*Seitenauszug*.
Psychic TV + Aghiatrias
Rock Café Prag, Mittwoch 29. September 2004

Das Prager Rock Café ist ein sehr gut geeigneter Ort für "kleinere" Konzerte. Meiner vorsichtigen Schätzung nach passen ca. 400 Leute in die Location und selbige zeigte sich beim Auftritt von Psychic TV auch gut gefüllt. Wie im "Osten" üblich war das Publikum nach Alter und Kleiderordnung bunt durcheinander gewürfelt und in keiner Form szenekompatibel, wie man das bei uns meist erlebt. Persönlich empfinde ich diesen Zustand durchaus als angenehm.
Bevor nun der "Hauptact" die Bühne betrat, zelebrierten die aus dem Ars Morta Universum stammenden Prager AGHIATRIAS ihren dunklen Klassik-Ambient, der wieder wirkungsvoll mit Sängerin Martina Sanollova in Szene gesetzt wurde. Leider mussten die Musiker auf die visuelle Unterstützung durch eine Videoprojektion verzichten, da der Großmeister der Selbstdarstellung es ihnen untersagt hatte. Dem Auftritt tat das nur einen kleinen Abbruch, denn die musikalische Qualität von Aghiatrias steht für sich. Das Mitwirken von Martina hat die Show optisch aufgewertet, denkt man sonst doch bei hinter Technik stehenden nicht gerade an eine Live-Darbietung - ein grundsätzliches Problem bei der Präsentation elektronsicher Musik.

*Zu erledigende Aufgaben*.
**A)** Nennen Sie alle Bands und Musikerinnen oder Musiker, die der Konzertbericht mit Namen erwähnt.
**B)** Knüpfen Sie an den letzten Satz des Konzertberichts an und schreiben Sie ihn weiter.
Die Einträge haben mit dem Konzertbericht nichts zu tun.

*Verfügbare Daten*.
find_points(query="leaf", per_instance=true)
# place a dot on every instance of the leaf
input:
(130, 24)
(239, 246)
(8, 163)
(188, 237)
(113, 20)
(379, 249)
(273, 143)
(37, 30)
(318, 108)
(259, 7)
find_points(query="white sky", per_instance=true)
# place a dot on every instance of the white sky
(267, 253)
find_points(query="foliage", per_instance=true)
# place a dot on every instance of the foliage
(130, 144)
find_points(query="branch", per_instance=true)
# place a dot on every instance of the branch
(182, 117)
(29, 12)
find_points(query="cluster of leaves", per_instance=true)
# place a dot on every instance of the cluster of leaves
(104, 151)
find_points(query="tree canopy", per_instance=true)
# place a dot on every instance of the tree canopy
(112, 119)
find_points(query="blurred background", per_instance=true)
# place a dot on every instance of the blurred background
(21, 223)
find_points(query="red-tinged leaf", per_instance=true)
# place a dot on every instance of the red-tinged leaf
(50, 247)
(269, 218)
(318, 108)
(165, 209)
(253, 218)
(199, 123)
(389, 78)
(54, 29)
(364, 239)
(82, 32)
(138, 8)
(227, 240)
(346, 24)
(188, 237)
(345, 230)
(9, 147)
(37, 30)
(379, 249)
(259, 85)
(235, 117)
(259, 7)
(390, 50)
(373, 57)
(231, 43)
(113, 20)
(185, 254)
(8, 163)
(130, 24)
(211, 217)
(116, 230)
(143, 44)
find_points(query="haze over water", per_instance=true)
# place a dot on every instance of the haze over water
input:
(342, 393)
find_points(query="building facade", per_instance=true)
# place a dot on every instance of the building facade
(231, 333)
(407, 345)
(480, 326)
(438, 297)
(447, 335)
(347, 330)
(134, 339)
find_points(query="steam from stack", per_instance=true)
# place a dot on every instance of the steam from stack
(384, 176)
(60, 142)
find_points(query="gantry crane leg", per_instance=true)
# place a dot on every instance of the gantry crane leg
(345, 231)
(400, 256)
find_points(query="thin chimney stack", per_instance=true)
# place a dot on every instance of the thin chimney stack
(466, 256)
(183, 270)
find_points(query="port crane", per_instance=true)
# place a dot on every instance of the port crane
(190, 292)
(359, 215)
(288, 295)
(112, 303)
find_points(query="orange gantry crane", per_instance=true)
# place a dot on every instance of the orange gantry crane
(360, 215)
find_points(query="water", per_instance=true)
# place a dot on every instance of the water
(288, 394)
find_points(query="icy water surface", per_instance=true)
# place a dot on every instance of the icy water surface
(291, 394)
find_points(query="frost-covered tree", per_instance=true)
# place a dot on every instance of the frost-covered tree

*Lösungen zur Übung*.
**A)** Psychic TV, Aghiatrias, Martina Sanollova

**B)**
Die Headliner des Abends, Psychic TV, hatten diese Sorgen natürlich nicht. Ein präsenter Frontmann wie Genesis P. Orridge ersetzt ohne große Anstrengung eine ganze Theatergruppe, auch, wenn er aussieht wie eine 50-jährige Hausfrau. Als ebensolche "verkleidet" erschien der Meister auf der Bühne, sichtlich stolz ob seiner silikonverstärkten Brustschwellung und brannte ein 90-minütiges Rock'n'Roll-Feuerwerk ab. Mit dem ursprünglichen experimentellen Klangbild der Psycho-Fernseher hatte das zwar überhaupt nix zu tun, Spaß machte der Auftritt der Industrial-Legende und seiner handwerklich erstklassigen Mannschaft trotzdem. Ein wenig erinnerte mich das Ganze an die legendäre Show von Christian Death beim 98er WGT im Haus Leipzig. Auch musikalisch scheint mir dieser Vergleich nicht allzu weit hergeholt.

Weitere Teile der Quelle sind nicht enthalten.